▸ Complete the following:
1 - According to the projective texture example, how was the task of aligning the projector solved?
2 - Continue the projective texture example from its last line.

▸ Extract to read:
ProjectiveTextureExample OpenSceneGraph

Another OSG ProjectiveTexture Example - I did some code cleanup and added a bounding box test feature. My goal this example was to align the projector so that it would cover 100% of the second cameras field of view. In other words the view volume of the perspector of the scene should always be inside of the view volume of the projector. I solved this task by using some bounding box features and by setting the projector view matrix to align the view.

BoundingBoxedView

ProjectiveTextureExample.cpp

#include <iostream>
#include <osg/Notify>
#include <osg/MatrixTransform>
#include <osg/ShapeDrawable>
#include <osg/PositionAttitudeTransform>
#include <osg/Geometry>
#include <osgGA/TrackballManipulator>

#include <osg/Texture2D>
#include <osg/Geode>
#include <osg/LightSource>
#include <osg/TexGenNode>
#include <osg/TexMat>
#include <osgDB/WriteFile>
#include <osgUtil/Optimizer>

#include <osgDB/Registry>
#include <osgDB/ReadFile>

#include <osgViewer/Viewer>
#include <osgViewer/CompositeViewer>
#include <string>
using namespace std;

osgViewer::View* viewA = new osgViewer::View;
osg::TexMat* texMat = new osg::TexMat;

/**
 * This method is used to mark the camera position
 */
osg::Node * markCameraPosition(osg::Camera* camera) {

	osg::Group* root = new osg::Group();
	osg::Matrixd proj;
	osg::Matrixd mv;
	if (camera) {
		proj = camera->getProjectionMatrix();
		mv = camera->getViewMatrix();
	} else {
		// Create some kind of reasonable default Projection matrix.

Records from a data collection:
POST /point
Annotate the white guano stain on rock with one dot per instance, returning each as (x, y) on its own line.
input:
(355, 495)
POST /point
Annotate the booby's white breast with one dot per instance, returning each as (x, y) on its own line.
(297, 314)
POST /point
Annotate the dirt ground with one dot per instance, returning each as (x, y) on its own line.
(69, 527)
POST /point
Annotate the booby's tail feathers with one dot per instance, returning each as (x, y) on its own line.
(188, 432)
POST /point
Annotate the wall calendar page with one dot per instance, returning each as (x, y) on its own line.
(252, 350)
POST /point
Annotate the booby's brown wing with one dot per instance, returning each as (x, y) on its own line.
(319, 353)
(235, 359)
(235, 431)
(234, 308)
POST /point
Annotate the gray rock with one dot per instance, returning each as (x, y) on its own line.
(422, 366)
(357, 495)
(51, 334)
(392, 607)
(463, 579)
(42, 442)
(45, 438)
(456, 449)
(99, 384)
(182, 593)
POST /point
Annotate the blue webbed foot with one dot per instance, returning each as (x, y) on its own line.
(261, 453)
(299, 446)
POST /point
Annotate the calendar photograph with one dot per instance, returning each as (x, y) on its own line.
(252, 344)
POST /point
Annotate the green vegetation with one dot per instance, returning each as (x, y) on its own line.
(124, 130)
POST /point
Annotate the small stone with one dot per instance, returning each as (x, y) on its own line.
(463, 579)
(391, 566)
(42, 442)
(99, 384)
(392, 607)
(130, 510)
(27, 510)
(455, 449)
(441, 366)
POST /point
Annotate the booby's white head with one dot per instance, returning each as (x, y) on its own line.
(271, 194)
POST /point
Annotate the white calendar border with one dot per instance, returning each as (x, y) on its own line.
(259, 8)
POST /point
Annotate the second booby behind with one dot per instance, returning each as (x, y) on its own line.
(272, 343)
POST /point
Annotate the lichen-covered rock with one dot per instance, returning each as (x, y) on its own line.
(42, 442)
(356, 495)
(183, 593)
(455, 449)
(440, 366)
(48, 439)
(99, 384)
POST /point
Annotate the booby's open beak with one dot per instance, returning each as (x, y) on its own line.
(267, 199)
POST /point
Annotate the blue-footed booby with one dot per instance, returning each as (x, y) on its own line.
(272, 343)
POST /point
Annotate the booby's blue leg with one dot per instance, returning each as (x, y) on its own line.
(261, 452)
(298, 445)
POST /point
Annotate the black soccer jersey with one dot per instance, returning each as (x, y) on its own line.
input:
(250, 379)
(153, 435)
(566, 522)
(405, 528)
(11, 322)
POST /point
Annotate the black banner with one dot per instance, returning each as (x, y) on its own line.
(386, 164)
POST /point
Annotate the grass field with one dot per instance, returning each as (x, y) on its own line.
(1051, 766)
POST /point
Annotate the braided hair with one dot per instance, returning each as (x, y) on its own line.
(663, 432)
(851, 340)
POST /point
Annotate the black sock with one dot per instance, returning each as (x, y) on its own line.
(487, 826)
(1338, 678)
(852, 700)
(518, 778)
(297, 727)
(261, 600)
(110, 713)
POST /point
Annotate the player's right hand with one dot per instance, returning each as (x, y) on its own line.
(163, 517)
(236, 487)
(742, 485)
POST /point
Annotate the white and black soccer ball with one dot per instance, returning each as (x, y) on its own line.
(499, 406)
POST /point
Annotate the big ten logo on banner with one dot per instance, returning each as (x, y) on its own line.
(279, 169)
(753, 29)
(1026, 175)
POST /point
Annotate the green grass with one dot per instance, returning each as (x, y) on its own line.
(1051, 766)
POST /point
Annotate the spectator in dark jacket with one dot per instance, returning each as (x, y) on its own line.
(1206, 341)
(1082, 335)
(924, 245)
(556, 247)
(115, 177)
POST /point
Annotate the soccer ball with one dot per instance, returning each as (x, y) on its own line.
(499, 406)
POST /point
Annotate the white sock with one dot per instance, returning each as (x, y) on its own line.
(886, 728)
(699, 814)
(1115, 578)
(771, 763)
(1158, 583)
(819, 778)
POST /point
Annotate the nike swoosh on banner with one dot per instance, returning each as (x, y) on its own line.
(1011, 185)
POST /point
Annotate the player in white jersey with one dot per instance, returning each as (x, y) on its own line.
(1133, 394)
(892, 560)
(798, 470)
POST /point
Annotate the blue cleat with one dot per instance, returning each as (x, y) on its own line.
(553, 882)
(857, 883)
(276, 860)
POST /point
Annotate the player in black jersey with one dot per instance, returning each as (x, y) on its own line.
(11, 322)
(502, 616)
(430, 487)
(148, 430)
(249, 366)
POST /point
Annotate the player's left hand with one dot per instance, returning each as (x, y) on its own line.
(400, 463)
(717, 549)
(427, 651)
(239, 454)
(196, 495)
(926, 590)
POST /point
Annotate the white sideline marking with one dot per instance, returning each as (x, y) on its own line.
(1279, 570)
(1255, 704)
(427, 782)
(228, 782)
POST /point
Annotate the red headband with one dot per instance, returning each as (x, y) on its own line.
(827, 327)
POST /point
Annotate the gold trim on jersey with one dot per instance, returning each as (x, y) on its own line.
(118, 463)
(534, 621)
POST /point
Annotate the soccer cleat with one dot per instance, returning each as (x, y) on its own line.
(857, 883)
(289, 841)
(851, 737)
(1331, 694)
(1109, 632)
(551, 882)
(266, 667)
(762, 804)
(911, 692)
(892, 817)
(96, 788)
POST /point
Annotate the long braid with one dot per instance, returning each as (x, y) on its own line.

▸ Outputs in order:
1 - By using some bounding box features and by setting the projector view matrix to align the view.

2 -
		proj.makePerspective(30., 1., 1., 10.);
		// leave mv as identity
	}

	osg::Vec3f vector = osg::Vec3f(proj(0, 0), proj(0, 0), proj(0, 0));
	osg::Vec3f posVec = osg::Matrixd::inverse(mv).preMult(vector);

	//	printf("VectorX: %f\n", posVec.x());
	//	printf("VectorY: %f\n", posVec.y());
	//	printf("VectorZ: %f\n", posVec.z());

	osg::Sphere* unitSphere = new osg::Sphere(osg::Vec3(0, 0, 0), 2.0);
	osg::ShapeDrawable* unitSphereDrawable = new osg::ShapeDrawable(unitSphere);
	osg::Geode* unitSphereGeode = new osg::Geode();
	unitSphereGeode->addDrawable(unitSphereDrawable);

	osg::PositionAttitudeTransform* sphereXForm =
			new osg::PositionAttitudeTransform();
	sphereXForm->setPosition(posVec);
	sphereXForm->addChild(unitSphereGeode);
	root->addChild(sphereXForm);

	return root;

}
// Given a Camera, create a wireframe representation of its
// view frustum. Create a default representation if camera==NULL.
osg::Node*
makeFrustumFromCamera(osg::Camera* camera) {

	// Projection and ModelView matrices
	osg::Matrixd proj;
	osg::Matrixd mv;
	if (camera) {
		proj = camera->getProjectionMatrix();
		mv = camera->getViewMatrix();
	} else {
		// Create some kind of reasonable default Projection matrix.
		proj.makePerspective(30., 1., 1., 10.);
		// leave mv as identity
	}

	//camera->setViewMatrix(camera->getViewMatrix().frustum(100,200,100,100,10,100));

	// Get near and far from the Projection matrix.
	const double near = proj(3, 2) / (proj(2, 2) - 1.0);
	const double far = proj(3, 2) / (1.0 + proj(2, 2));

	// Get the sides of the near plane.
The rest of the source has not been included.